* Task goal
Could you print only the lines from the one containing "the sky in the photo above." through the end of the listing below, unchanged?

* Dataset content
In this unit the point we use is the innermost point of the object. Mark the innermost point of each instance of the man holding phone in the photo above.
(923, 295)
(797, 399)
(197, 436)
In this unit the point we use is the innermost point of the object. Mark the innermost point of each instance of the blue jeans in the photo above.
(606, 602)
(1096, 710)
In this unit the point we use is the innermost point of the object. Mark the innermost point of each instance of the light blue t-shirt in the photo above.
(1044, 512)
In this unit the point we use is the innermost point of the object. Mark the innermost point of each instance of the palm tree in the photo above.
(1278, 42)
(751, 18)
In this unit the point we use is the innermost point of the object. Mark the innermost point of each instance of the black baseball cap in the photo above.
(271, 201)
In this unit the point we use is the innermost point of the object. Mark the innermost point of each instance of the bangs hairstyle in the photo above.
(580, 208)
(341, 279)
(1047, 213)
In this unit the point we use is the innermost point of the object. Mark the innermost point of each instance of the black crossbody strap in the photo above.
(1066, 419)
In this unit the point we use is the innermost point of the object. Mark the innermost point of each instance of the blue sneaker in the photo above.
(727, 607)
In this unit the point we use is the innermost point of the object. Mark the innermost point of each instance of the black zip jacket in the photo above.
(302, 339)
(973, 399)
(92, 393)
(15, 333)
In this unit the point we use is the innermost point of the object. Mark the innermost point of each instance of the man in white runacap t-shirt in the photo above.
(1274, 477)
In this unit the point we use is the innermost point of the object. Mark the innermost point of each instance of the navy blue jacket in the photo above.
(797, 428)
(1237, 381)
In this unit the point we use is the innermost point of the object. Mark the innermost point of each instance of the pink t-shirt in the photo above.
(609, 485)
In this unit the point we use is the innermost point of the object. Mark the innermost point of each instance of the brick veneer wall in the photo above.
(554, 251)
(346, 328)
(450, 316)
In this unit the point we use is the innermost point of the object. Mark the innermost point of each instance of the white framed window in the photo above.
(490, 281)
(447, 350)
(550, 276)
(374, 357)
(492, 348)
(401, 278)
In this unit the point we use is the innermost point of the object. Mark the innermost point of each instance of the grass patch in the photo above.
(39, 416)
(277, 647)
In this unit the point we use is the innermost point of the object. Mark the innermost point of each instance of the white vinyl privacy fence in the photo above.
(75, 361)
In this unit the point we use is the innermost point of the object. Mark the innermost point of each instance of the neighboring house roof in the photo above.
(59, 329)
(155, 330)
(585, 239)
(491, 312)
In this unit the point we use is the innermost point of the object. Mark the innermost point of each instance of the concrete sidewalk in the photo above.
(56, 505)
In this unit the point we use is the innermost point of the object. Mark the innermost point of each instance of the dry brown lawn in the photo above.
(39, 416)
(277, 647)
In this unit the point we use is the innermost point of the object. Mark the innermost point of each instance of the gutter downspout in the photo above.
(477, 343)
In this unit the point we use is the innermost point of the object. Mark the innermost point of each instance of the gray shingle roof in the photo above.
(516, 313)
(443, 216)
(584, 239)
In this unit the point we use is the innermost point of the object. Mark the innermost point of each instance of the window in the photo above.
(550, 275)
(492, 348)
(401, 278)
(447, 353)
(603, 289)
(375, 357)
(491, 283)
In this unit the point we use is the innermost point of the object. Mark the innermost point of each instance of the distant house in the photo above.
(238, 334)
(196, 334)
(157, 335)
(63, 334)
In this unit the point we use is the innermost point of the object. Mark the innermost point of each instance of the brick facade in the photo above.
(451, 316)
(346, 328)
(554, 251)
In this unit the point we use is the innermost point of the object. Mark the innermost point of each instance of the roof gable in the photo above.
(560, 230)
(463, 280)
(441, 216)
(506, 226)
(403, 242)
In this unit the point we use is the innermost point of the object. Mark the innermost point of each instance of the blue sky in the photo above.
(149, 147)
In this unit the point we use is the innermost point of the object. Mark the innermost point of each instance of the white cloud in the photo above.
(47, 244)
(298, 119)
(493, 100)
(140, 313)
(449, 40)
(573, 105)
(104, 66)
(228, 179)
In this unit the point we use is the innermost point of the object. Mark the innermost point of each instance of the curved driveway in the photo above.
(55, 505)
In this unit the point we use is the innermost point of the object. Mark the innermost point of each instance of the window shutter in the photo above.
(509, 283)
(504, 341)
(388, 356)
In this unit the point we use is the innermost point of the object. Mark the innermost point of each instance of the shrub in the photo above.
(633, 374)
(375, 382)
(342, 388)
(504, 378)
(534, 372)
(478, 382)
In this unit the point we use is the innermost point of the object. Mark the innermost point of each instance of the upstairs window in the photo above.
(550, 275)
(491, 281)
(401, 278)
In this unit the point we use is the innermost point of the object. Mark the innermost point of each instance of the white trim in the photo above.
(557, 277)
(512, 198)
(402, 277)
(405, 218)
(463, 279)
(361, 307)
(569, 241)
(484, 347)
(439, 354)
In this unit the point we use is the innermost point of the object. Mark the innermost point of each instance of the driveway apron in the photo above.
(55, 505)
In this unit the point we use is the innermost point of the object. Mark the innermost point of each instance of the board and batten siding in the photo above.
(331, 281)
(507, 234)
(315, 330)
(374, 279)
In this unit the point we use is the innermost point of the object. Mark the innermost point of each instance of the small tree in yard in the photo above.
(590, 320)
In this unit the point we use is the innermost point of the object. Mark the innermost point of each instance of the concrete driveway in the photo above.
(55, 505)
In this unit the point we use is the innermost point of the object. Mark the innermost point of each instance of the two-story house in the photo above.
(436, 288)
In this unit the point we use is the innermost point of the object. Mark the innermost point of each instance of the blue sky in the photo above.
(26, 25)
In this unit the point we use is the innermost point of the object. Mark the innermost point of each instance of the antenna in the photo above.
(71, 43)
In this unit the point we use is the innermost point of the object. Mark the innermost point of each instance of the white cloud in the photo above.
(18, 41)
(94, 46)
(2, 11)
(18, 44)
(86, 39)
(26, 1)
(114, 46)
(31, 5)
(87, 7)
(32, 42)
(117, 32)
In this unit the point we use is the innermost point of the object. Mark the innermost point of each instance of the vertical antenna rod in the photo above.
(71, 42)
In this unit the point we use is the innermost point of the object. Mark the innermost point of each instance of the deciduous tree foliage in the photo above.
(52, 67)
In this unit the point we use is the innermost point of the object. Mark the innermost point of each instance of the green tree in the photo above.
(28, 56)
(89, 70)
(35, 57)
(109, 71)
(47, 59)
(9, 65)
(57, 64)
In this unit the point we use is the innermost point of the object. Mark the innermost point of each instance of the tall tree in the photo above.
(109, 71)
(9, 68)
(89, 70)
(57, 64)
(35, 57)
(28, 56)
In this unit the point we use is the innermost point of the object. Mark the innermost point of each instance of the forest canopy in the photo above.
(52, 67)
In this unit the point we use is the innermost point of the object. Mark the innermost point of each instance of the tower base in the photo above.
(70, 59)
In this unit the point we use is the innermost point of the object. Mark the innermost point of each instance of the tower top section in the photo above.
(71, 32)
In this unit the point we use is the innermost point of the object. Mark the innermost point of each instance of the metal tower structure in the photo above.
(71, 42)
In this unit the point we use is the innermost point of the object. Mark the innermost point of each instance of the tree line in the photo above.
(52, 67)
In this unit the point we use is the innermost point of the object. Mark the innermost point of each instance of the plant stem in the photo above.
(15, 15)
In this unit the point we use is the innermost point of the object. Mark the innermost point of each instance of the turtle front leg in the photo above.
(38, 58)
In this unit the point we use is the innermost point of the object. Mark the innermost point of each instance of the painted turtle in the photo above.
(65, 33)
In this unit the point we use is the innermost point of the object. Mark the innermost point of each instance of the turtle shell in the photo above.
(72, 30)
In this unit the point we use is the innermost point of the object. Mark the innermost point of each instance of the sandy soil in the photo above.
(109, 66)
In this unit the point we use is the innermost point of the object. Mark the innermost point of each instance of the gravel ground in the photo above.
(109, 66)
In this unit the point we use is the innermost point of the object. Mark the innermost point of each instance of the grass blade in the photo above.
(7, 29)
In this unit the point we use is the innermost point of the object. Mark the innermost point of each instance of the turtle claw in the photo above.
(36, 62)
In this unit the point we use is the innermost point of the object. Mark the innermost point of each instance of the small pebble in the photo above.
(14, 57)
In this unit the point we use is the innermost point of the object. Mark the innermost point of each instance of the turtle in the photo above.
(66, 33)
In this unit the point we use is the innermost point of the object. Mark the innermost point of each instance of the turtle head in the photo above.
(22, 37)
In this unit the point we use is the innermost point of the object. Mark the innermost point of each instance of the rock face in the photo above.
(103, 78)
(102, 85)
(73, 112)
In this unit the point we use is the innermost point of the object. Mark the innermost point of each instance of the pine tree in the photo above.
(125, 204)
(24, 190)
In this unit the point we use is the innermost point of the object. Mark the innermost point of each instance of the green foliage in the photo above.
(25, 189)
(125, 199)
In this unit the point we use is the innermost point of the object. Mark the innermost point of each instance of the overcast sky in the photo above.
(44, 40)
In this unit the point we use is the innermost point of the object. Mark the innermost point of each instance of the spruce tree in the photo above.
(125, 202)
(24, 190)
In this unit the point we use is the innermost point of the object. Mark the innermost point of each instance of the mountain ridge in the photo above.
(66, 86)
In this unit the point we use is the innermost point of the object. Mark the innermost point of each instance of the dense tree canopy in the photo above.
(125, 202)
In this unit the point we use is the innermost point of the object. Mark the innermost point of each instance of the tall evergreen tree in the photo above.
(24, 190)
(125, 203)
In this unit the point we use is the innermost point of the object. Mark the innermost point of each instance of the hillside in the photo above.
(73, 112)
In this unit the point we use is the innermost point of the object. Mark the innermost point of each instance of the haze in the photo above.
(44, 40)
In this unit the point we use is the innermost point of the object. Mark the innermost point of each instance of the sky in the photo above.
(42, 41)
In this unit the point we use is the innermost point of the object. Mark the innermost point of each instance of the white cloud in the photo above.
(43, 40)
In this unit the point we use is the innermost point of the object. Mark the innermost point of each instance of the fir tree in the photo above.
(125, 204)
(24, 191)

* Response to this exercise
In this unit the point we use is the innermost point of the object. Mark the innermost point of each instance of the sky in the photo above.
(42, 41)
In this unit the point we use is the innermost point of the object. Mark the innermost point of each instance of the white cloud in the photo above.
(43, 40)
In this unit the point we use is the innermost point of the object. Mark the innermost point of each instance of the fir tree in the photo above.
(125, 204)
(24, 191)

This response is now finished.